==== Materials provided ====
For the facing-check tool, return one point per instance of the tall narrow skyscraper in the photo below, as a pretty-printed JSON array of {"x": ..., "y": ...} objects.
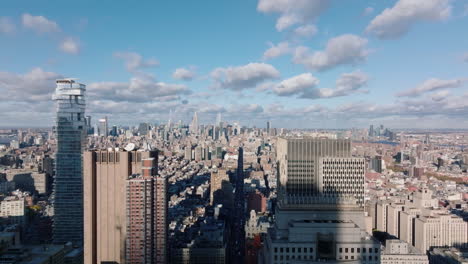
[
  {"x": 103, "y": 127},
  {"x": 146, "y": 216},
  {"x": 70, "y": 133},
  {"x": 194, "y": 125},
  {"x": 238, "y": 246}
]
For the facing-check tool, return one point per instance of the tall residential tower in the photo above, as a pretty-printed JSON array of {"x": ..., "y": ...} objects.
[{"x": 70, "y": 130}]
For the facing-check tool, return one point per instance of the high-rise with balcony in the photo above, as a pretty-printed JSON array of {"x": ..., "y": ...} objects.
[
  {"x": 70, "y": 130},
  {"x": 105, "y": 216},
  {"x": 147, "y": 216}
]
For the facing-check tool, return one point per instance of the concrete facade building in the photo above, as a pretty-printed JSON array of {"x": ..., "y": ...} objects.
[
  {"x": 399, "y": 252},
  {"x": 70, "y": 130},
  {"x": 12, "y": 208},
  {"x": 407, "y": 221},
  {"x": 216, "y": 185},
  {"x": 440, "y": 231},
  {"x": 105, "y": 216},
  {"x": 319, "y": 216},
  {"x": 146, "y": 216},
  {"x": 393, "y": 218}
]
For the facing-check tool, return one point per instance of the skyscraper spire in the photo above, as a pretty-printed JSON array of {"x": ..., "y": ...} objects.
[
  {"x": 218, "y": 119},
  {"x": 70, "y": 129},
  {"x": 194, "y": 126}
]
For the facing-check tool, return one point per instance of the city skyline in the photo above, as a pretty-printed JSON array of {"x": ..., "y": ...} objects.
[{"x": 298, "y": 64}]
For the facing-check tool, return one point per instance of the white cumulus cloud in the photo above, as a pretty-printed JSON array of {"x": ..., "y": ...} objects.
[
  {"x": 300, "y": 84},
  {"x": 134, "y": 61},
  {"x": 69, "y": 45},
  {"x": 184, "y": 74},
  {"x": 40, "y": 24},
  {"x": 431, "y": 85},
  {"x": 306, "y": 31},
  {"x": 292, "y": 12},
  {"x": 397, "y": 21},
  {"x": 344, "y": 49},
  {"x": 274, "y": 51},
  {"x": 6, "y": 26},
  {"x": 243, "y": 77}
]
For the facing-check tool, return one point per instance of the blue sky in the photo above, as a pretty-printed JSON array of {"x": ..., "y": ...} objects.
[{"x": 298, "y": 63}]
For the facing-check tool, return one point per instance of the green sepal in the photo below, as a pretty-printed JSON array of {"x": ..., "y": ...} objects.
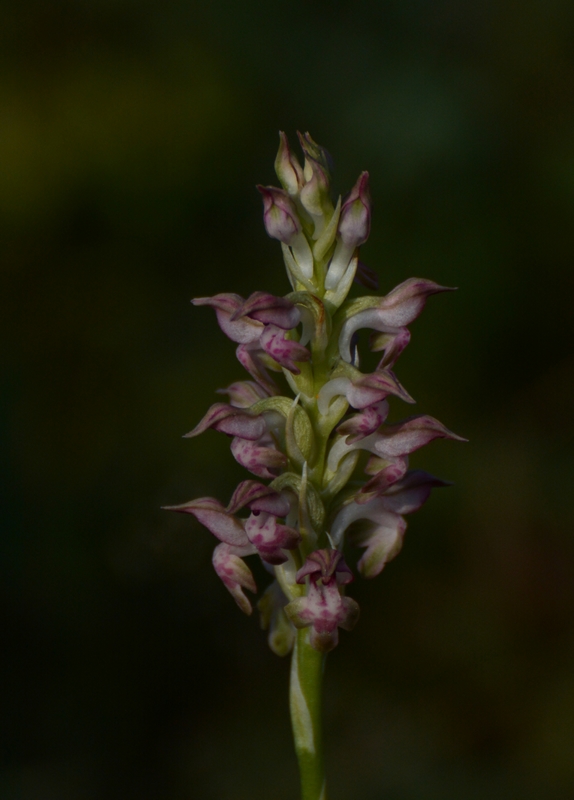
====
Can you pull every line of the listing above out word for word, leaving the pictures out of your answer?

### Correct response
For the facing-check tool, return one point per instance of the tall narrow skyscraper in the photo below, as a pretty-printed JSON array of {"x": ..., "y": ...} objects.
[
  {"x": 103, "y": 127},
  {"x": 146, "y": 216},
  {"x": 70, "y": 133},
  {"x": 194, "y": 125},
  {"x": 238, "y": 246}
]
For the facing-check tool, return one point per instance of the tall residential tower in the photo above, as a pretty-printed JSON array of {"x": ..., "y": ...} objects.
[{"x": 70, "y": 130}]
For the facing-check tool, return one point per instance of the high-rise with balcony in the photo above, as a pretty-printed JSON array of {"x": ..., "y": ...} objects.
[
  {"x": 70, "y": 130},
  {"x": 105, "y": 216},
  {"x": 147, "y": 216}
]
For the facing-check tool, return one point per instance of the concrete facade building in the photo above, as a pretty-printed JSON array of {"x": ..., "y": ...} objects.
[
  {"x": 399, "y": 252},
  {"x": 70, "y": 130},
  {"x": 12, "y": 208},
  {"x": 407, "y": 221},
  {"x": 216, "y": 185},
  {"x": 440, "y": 231},
  {"x": 105, "y": 216},
  {"x": 319, "y": 216},
  {"x": 146, "y": 216},
  {"x": 393, "y": 218}
]
For the facing-check tool, return one point per instance of the skyscraper spire in the photo above, as a pretty-printed JSON array of {"x": ..., "y": ...} objects.
[
  {"x": 218, "y": 119},
  {"x": 70, "y": 129},
  {"x": 194, "y": 126}
]
For the facing-check tool, return one point per instance of the city skyline in the photo above, as a pretty-printed JSON array of {"x": ..., "y": ...} objects.
[{"x": 298, "y": 64}]
For the facing-check tool, return one point per instance of the white cumulus cloud in the photo above, as a pretty-printed JSON array of {"x": ..., "y": ...} objects.
[
  {"x": 300, "y": 84},
  {"x": 134, "y": 61},
  {"x": 69, "y": 45},
  {"x": 184, "y": 74},
  {"x": 40, "y": 24},
  {"x": 431, "y": 85},
  {"x": 306, "y": 31},
  {"x": 292, "y": 12},
  {"x": 397, "y": 21},
  {"x": 344, "y": 49},
  {"x": 274, "y": 51},
  {"x": 6, "y": 26},
  {"x": 243, "y": 77}
]
For the facing-check tool, return one point per instance of the blue sky in the photo above, as a pretty-printed JSON array of {"x": ..., "y": ...} objects.
[{"x": 298, "y": 63}]
For the facing-check tool, return one point per instance of the green sepal in the photo below, as a pretty-printed JSON array of {"x": ..., "y": ...} objects.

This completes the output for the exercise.